Coordinate labeling data:
[START]

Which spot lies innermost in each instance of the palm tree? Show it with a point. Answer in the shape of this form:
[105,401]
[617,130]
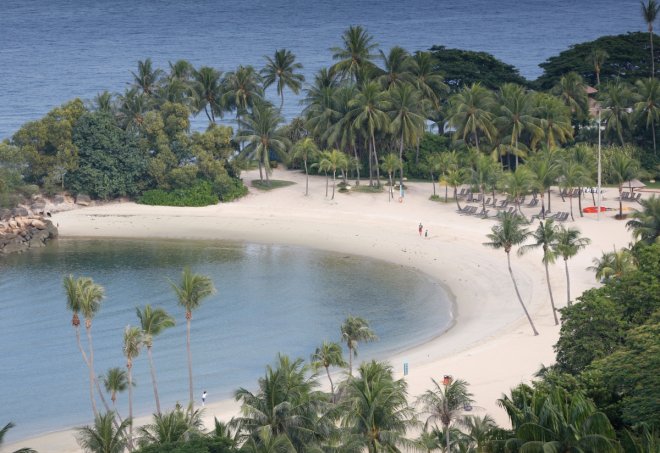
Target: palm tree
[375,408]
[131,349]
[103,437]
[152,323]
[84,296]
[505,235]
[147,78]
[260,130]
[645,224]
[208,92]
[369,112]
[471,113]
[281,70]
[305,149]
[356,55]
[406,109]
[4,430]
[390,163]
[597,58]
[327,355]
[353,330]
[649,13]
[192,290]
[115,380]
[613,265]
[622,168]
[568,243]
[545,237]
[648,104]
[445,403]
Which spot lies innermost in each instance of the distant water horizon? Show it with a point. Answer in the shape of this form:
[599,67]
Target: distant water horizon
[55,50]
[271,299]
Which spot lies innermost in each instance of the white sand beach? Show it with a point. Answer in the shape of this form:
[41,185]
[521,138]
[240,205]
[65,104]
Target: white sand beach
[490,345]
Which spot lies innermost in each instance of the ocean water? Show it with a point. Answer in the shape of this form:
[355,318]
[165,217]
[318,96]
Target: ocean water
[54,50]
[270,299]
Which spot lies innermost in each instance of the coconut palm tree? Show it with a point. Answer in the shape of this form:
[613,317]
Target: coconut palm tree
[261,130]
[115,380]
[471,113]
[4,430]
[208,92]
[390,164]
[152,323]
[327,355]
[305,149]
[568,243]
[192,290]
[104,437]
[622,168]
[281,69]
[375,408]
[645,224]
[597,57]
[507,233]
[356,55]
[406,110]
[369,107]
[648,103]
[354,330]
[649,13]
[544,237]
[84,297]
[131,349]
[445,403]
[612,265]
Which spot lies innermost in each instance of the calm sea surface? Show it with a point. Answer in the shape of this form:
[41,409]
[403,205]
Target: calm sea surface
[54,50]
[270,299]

[END]

Given exercise: Print every entry above again without changing a word, and omit the pictures.

Answer to the exercise:
Which spot lies innermost in each instance of the palm tree? Show it with a point. Answer in the shape of this form:
[105,401]
[617,130]
Target: palm tree
[375,408]
[131,349]
[103,437]
[152,323]
[84,296]
[505,235]
[147,78]
[260,130]
[645,224]
[208,92]
[369,112]
[471,113]
[281,70]
[305,149]
[356,55]
[406,109]
[4,430]
[390,163]
[597,58]
[327,355]
[353,330]
[649,13]
[192,290]
[115,380]
[613,265]
[622,168]
[568,243]
[545,237]
[648,104]
[445,403]
Which spot lies innermost in each instance of the distant water horizon? Show it with a point. Answer in the shape of this form:
[599,67]
Target: distant water horizon
[55,50]
[271,299]
Which spot lies innermost in each instance of the white sand beach? Show it with a point. Answer in the shape of this form:
[41,185]
[521,138]
[240,205]
[65,104]
Target: white sand beach
[490,345]
Which spot lies innermost in each instance of the ocean water? Show it with a point. Answer in the shape of this form:
[355,318]
[165,217]
[318,96]
Target: ocean water
[54,50]
[270,299]
Which spot lies innermost in each instance of the coconut palm tree? Show it with a point. Answer in the shape of this form:
[613,317]
Target: coconut palm tree
[261,130]
[115,380]
[471,113]
[4,430]
[208,92]
[390,164]
[152,323]
[327,355]
[305,149]
[568,243]
[192,290]
[104,437]
[622,168]
[281,69]
[375,408]
[645,224]
[597,57]
[507,233]
[356,55]
[406,110]
[369,107]
[648,103]
[354,330]
[649,13]
[544,237]
[84,297]
[131,349]
[445,403]
[612,265]
Which spot lies innermost in each instance of the calm sea surface? Show it with a point. Answer in the shape of this form:
[41,409]
[403,205]
Target: calm sea surface
[54,50]
[270,299]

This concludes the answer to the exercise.